___ Selected passage

Careers in Fashion

Showing posts with label fashion blogging. Show all posts
Showing posts with label fashion blogging. Show all posts

Monday, December 19, 2011

Bringing back the blogging!


Hi all!

I've missed my friends in the fashion world! Even though I no longer work in the field (I'm a full-time news reporter now!), I would like to dive back in, pick up where I left off, and immerse myself in the fashion blogging universe... if, of course, you'll have me! My hiatus was much-needed. The break wasn't for too long, thank goodness! I saw many of you over at my tumblr, This Gal Friday, so I don't feel as though I missed too much! :)

Blogging has always been a great outlet for me. As a professional writer, I tend to get bogged down with work, and miss the creative side (though I do have plenty of freedom at the newspaper where I work, and pretty much set my own schedule and chase my own story ideas each day). My intentions in bringing back Ip & Audrey are twofold: 1) to break back into the fashion industry, to perhaps transition to magazine editorial work and 2) to serve as a portfolio for my photography, fashion writing, and perhaps even my music. I am pursuing my music career on the side more and more; recently, I landed a paid gig that will see me performing at a large venue in Boston this spring, recording some tracks and touring India a year from now! I am an "indie" singer-songwriter-musician, however, and do not have a recording contract (but if that ever changes, hey, I won't complain!). Somehow, I'd like to continue climbing up the ladder as a reporter, whether I wind up at a fashion magazine, working for a fashion website again, reporting from red carpets and fashion shows or landing some TV work, I'm open to it all! The future, as always, is wide open, and I'm excited to embrace it all.

So, this blog is back and will see some changes, and I hope you'll be here to take this journey with me! Stay tuned. And if I don't see you soon, Happy Christmas!

Love love love,
Erin

P.S. Yes, the photo I posted is from last year; I cheated! New stuff coming SOON!

Wednesday, September 7, 2011

Ip & Audrey has moved!

Greetings, fashion bloggers and friends!

My apologies for the lack of updates. I was hoping to keep my fashion blog up and running but, alas, real life has gotten in the way. After landing my dream gig as a full-time news reporter, I no longer have time to cover runway shows or pull together outfits and photo shoots. Maybe, one day, I will again. But for now, it's all local government and school committees and tropical storms from here on out!

______
___ Recorded information

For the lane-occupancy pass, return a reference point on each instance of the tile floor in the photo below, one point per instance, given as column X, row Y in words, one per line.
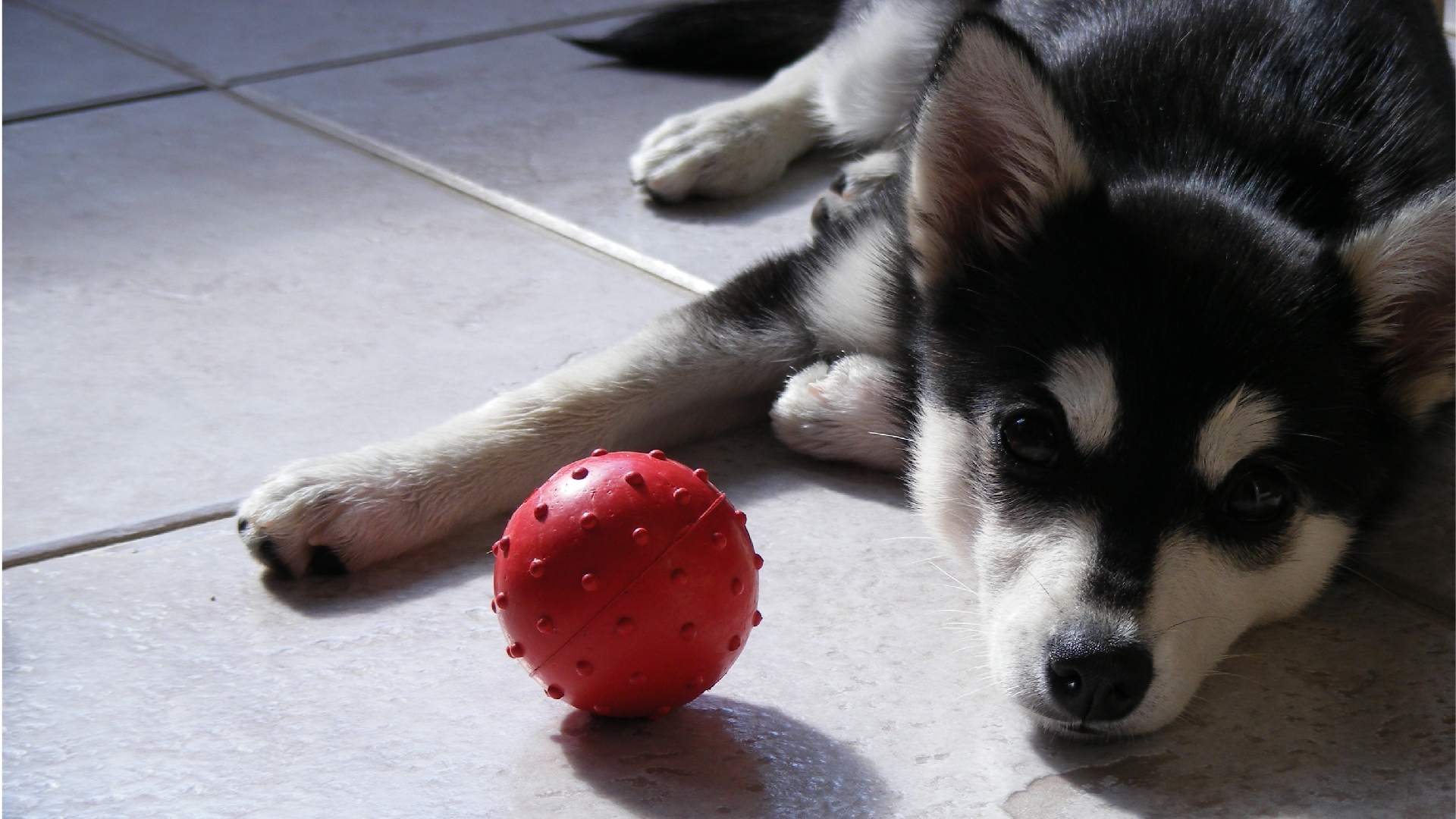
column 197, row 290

______
___ Recorded information

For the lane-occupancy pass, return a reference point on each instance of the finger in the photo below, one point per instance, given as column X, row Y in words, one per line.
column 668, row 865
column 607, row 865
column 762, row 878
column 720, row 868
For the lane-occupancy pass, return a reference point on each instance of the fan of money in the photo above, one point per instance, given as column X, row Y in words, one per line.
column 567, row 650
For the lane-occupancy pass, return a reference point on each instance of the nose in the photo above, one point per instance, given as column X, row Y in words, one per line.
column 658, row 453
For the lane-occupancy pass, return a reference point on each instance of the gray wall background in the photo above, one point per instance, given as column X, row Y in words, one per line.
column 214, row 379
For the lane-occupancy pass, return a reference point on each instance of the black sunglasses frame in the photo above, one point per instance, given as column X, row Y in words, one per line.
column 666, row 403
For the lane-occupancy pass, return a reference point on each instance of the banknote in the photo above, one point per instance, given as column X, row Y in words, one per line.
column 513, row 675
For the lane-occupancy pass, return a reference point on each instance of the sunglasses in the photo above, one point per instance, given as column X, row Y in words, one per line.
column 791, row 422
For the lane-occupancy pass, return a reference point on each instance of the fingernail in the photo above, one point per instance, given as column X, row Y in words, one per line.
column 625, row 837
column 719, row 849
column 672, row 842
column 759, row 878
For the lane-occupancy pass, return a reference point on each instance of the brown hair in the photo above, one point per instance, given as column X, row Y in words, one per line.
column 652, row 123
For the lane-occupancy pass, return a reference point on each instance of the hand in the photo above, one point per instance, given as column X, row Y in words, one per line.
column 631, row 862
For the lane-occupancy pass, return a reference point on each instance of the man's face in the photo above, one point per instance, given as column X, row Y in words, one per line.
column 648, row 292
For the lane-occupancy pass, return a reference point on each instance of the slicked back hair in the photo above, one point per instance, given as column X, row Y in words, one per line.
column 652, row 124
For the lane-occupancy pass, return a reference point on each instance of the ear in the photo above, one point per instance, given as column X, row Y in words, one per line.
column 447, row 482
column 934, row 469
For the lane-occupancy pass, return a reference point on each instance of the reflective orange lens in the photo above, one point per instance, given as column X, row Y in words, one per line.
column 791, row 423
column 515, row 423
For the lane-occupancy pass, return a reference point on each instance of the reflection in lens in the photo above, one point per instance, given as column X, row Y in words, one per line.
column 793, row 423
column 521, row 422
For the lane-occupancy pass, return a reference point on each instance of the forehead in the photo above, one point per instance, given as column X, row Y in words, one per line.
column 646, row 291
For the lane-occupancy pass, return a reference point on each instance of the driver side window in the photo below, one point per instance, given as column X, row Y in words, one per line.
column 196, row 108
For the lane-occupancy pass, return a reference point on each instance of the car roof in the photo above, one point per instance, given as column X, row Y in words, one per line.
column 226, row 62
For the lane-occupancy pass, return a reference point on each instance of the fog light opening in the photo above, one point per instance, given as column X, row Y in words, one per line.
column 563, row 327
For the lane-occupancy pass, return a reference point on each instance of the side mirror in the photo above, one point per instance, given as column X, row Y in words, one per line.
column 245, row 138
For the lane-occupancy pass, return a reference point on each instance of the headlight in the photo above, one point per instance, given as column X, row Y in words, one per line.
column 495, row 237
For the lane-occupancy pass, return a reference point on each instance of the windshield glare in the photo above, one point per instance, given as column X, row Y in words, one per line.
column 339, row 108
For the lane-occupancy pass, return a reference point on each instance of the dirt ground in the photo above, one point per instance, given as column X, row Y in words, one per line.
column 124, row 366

______

**What is asked**
In the fashion blog posts, what full-time job does the writer now hold? The entries have no connection to the fashion blog posts.

**Result of the task**
A full-time news reporter.